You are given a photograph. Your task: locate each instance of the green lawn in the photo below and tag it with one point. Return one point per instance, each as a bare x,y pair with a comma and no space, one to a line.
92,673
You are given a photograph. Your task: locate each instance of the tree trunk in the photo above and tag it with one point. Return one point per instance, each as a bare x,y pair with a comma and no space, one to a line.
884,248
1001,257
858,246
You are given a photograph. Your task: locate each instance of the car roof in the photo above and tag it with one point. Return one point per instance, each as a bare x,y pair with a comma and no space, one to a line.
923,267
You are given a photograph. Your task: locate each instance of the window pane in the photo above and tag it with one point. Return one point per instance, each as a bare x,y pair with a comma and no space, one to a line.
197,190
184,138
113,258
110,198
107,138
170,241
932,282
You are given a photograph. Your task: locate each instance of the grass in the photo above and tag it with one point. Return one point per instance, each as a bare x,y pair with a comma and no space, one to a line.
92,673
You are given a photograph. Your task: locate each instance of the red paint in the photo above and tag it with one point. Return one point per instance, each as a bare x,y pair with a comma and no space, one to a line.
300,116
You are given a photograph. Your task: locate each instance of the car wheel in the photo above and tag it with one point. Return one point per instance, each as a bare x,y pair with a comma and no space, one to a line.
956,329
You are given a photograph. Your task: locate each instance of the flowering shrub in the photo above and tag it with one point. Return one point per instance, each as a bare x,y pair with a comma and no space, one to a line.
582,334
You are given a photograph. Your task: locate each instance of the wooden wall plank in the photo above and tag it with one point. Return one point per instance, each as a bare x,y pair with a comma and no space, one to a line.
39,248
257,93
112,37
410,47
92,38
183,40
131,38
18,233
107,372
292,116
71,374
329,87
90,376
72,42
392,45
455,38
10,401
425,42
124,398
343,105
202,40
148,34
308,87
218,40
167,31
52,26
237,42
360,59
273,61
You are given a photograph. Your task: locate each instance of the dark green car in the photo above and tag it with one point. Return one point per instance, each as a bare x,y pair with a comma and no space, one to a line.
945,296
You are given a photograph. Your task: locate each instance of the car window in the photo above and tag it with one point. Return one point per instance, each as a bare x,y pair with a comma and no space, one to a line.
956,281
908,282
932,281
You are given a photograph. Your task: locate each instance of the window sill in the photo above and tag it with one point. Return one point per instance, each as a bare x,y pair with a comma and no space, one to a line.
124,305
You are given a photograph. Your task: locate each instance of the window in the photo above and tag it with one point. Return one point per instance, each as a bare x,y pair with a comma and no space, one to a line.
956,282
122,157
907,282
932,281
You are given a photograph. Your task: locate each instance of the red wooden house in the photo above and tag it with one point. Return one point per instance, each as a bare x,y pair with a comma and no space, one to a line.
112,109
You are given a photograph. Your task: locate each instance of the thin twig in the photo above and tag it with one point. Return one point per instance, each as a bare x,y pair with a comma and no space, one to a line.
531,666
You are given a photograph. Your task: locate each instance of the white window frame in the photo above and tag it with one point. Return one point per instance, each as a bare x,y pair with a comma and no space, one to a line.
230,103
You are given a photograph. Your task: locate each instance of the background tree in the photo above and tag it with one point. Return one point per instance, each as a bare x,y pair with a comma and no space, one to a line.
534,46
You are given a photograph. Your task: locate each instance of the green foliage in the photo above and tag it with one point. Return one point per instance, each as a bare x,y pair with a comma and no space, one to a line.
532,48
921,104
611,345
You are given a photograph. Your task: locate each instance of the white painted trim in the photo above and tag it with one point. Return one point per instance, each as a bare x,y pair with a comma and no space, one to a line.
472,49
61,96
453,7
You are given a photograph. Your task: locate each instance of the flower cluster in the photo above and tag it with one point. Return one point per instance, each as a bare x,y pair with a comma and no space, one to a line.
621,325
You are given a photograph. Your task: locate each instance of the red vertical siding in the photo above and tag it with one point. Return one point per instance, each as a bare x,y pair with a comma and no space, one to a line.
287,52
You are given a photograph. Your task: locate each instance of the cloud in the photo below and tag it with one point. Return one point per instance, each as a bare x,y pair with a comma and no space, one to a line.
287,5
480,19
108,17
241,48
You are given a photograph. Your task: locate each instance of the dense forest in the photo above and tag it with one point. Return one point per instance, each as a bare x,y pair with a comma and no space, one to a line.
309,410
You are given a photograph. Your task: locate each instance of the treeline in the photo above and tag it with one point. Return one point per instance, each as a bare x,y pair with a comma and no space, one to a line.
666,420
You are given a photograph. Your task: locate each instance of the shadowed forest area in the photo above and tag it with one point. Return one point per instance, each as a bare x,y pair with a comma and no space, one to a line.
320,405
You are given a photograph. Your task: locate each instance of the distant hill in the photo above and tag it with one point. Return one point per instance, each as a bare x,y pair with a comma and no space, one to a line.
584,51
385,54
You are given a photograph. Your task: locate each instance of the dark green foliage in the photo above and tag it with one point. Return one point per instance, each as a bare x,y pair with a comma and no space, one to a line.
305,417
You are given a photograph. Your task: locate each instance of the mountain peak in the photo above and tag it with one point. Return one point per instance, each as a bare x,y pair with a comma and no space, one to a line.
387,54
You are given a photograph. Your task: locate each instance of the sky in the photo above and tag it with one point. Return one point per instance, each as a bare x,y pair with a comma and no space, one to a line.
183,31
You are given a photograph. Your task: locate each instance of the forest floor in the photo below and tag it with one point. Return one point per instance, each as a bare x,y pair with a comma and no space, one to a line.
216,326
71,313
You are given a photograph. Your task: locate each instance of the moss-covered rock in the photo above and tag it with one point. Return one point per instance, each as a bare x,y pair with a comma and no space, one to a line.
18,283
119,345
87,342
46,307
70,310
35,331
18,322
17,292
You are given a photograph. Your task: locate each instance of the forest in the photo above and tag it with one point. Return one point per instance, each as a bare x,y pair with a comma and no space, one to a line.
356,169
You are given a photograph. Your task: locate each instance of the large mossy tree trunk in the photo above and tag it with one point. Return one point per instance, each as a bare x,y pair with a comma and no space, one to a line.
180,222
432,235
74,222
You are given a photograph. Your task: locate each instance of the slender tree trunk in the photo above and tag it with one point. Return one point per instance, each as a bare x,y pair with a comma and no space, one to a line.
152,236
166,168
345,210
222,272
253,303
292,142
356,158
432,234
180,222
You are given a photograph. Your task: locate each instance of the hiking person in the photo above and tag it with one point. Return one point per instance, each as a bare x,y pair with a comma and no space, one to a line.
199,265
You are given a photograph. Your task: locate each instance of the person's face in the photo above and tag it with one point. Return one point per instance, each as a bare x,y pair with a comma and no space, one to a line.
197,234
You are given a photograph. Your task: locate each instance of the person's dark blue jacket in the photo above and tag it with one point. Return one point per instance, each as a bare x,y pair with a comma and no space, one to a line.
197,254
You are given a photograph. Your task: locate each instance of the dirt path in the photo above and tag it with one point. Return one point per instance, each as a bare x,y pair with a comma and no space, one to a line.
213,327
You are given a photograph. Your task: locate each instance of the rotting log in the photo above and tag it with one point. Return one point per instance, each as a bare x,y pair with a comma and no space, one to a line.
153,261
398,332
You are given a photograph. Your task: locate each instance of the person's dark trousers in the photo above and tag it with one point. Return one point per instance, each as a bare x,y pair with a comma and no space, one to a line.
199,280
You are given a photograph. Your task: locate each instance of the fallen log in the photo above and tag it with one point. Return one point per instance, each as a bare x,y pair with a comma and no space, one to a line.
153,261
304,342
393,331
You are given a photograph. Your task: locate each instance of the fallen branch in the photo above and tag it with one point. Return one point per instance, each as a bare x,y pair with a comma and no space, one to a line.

------

**Exercise task**
Reproduce the material above exactly; please quote every line of it.

**The answer**
You are given a photograph. Your task: locate each instance of the green lawn in the photo below and tag it with one point. Return one point per instance, each as a bare x,y pair with a comma and no space, one to a line.
92,673
You are given a photograph. Your task: locate each instance of the tree trunk in the photo above and tag it with one point. Return one point per instance, each as a bare x,y pair with a comma and no space, one to a line.
884,248
1001,257
858,246
You are given a photograph. Your task: locate each instance of the car roof in the photo above and tag it with one point. Return one point per instance, each as a bare x,y pair with a comma and no space, one to a line.
923,267
You are given a photograph. Your task: locate each instance of the window pane in the photo above and tag it with one point. Return one point per instance, each as a bare x,y pair with a comma and no space, one to a line.
197,190
184,138
113,258
110,198
107,138
170,241
932,282
You are given a photograph. Your task: locate each instance of the grass in the photo above and tag it with one point. Return one point per instance, each as a bare x,y pair with a comma and no space, one to a line.
92,673
You are given a photograph. Your task: locate each instance of the red paint in the photo above and tag it with one point. Return one point per instance, each as a bare x,y pair with a comma and no space, one to a line.
300,116
You are given a photograph. Your task: locate each instance of the car wheel in the photo above and tag it with one point. Return one point per instance, each as a bare x,y pair with a comma and no space, one to a line.
956,329
You are given a photograph. Your task: locate each instance of the flowering shrub in the photo above and tag it with one point. Return one point per instance, each as a bare x,y pair with a comma and no space, one to a line.
582,334
You are given a photograph. Your task: locate each instance of the wooden wall plank in the photo above and tag it with one point. Return one point per instance, each as a bare x,y pair with a comma and no space, one to a line.
39,248
257,93
112,37
410,47
92,38
183,40
131,38
18,233
107,372
292,116
71,374
329,87
90,376
72,42
392,45
455,38
10,401
425,42
124,398
343,105
202,40
148,34
308,87
218,40
167,31
52,26
237,42
360,59
273,61
You are given a photograph. Your task: locate each instance of the dark green car in the photo above and tag it with one point. Return one point per instance, each as a bare x,y pair with a comma and no space, one to a line.
945,296
You are given a photograph. Your task: locate each instance of the car window in the photo above and tag it with one point. Return one point per instance, each as a bare x,y pair with a comma and no space, one to a line.
956,281
908,282
932,281
You are given a photograph. Your task: locate each instance of the window sill in the photo above and tag it with one point. Return one point per instance, each as a bare x,y pair with a comma and no space, one to a line.
124,305
You are given a photograph. Your task: locate each instance of the window in the photo above and tag it with one point. Return one point per instance, each as a bare x,y pair with a comma and no space, one to a line.
956,282
122,157
907,282
932,281
You are given a photograph. Your task: locate each instance of the red wooden house in the photo above and tag it with one point. Return one point per instance, each as a bare x,y pair with a comma and no space, one to a line.
112,109
You are given a photograph. Your task: locate each instance of the thin twig in the photo above and tag it with one point. Return one point per instance, each as a bare x,y pair with a comma and no space, one to a line.
531,666
You are given a photograph. Your task: locate each instance of the white window frame in the photo above and tag it with one point. Return one point per instance, each as a bare x,y pair with a comma and no space, one to a line.
230,103
You are given a photograph. Your task: locate each instance of the background tree in the photo above and tag it with one point. Return one point per instance, each as a bare x,y pair with a comma and no space, one to a line.
534,46
You are given a photograph. Your task: locate each instance of the green foliage in the photo above and tag it with one point. Return one point per instance, each as a bare x,y pair with a comma and no space, one to a line.
532,48
921,104
611,345
You are given a photograph. Your task: locate each instance of the white painted trim in the photo above and tag it with one point. Return one point per instance, each as a bare x,y pair with a comma and no space, one to a line.
472,49
61,96
453,7
You are given a photograph. Your task: locate each instance of the flower cluster in the photo above and tag it with one point. Return one point per instance, each as a bare x,y pair with a comma and no space, one to a line.
621,325
You are given a photograph. Your task: locate each instance of the red vertical siding in the photo above and tag it with one point. Return one point per instance, each as a bare x,y pair with a comma and no space, one to a line.
287,52
You are given a photograph. Your task: locate each instance of the cloud in the photo below and tag it with one point. Return one point per instance, each as a bare x,y pair with a comma and no space, one to a line.
287,5
480,19
108,17
241,48
You are given a photograph. Your task: locate each instance of the dense forest in the photo above and tag it with one point. Return one point per instance, each as a bare x,y pair with a comma and no space, one to a line.
309,410
You are given a photograph. Your task: locate each instance of the treeline in the photo above and tag it with one point. Return one point per instance, each as a bare x,y pair with a comma and no space, one to a line.
666,420
You are given a photograph. Your task: locate each instance of the shadowed forest area in the photo above and tag it with one point. Return one point per instance, each as a bare x,y pair with a comma and no space, one to a line.
320,405
You are given a photograph. Your task: locate each instance of the distant hill in the photo above and tag it with one point. Return one point per instance, each as a bare x,y pair with a comma and no space, one to a line.
584,51
385,54
You are given a photograph. Your task: locate each instance of the dark green foliage in the photo above and tag it with one point. Return one point per instance, each as a bare x,y pair with a comma and no space, one to a line.
305,417
You are given a photograph. Your task: locate each instance of the mountain peak in the photo above and tag it with one point. Return one point per instance, each as a bare x,y pair with a comma and no space, one to a line.
387,54
You are given a photograph. Your task: locate each instance of the sky in the photo above and tag it with one point. Return one point per instance, each as a bare x,y pair with a comma and no space, one to a line.
183,31
You are given a photograph. Your task: locate each instance of the forest floor in the photo below and tag it with one point. Return one point per instance, each as a bare x,y pair with a comma and no space, one to a line.
216,326
71,313
You are given a photograph. Your task: locate each instance of the moss-covered rock in the photo above and tag it with one point. Return one point per instance, each as a bare x,y pair with a comma and no space, one to a line.
18,283
119,345
87,342
46,307
70,310
35,331
18,322
17,292
You are given a photograph. Your task: locate each instance of the forest in the photo above and tag it with one point. Return one point per instance, each as a bare x,y pair with a comma and no space, one to a line.
356,169
You are given a photograph. Your task: locate each instance of the large mossy tree trunk in the photo above and tag it with one point. Return one point per instance, each as a bare x,y pair with a comma and no space, one to a line.
180,222
432,235
74,222
You are given a photograph. Your task: locate each instance of the slender tree trunk in the photo above and tag it with one point. Return one point per instance, each as a bare x,y pair with a comma and no space, one to a line.
152,236
166,168
345,210
222,272
253,303
292,142
356,158
432,234
180,222
You are given a photograph. Your task: locate each instance of the hiking person in the photo above and tag it with one point. Return one point per instance, each as a bare x,y pair with a comma and no space, one to a line.
199,265
You are given a photograph. Your task: locate each instance of the person's face in the photo above and tag it with one point. Return one point per instance, each as a bare x,y pair with a comma and no space, one to a line.
197,234
You are given a photograph. Your task: locate each instance of the person's dark blue jacket in the photo above and tag it with one point. Return one point per instance, each as a bare x,y pair with a comma and no space, one to a line.
197,254
You are given a photograph. Your task: locate each instance of the dirt path in the photo above and tag it with one point. Return one point per instance, each as a bare x,y pair with a comma and no space, one to a line.
213,327
You are given a photograph. Your task: locate each instance of the rotting log in the photo above and tag it with one point. Return one point per instance, each as a bare x,y pair with a comma and no space, one to a line.
153,261
398,332
You are given a photograph. Your task: locate each instance of the person's dark trousers in the photo above and tag it with one point. Return one point per instance, each as a bare x,y pair with a comma and no space, one to a line.
199,280
You are given a photograph. Your task: locate each instance of the fallen log in the photo above and tag it with one point. Return one point per instance, each as a bare x,y pair with a comma and no space, one to a line.
153,261
304,342
393,331
You are given a photograph. Your task: locate each instance of the fallen branch in the photo above and tag it with one point. Return one point per instance, each as a bare x,y pair with a comma and no space, one to a line.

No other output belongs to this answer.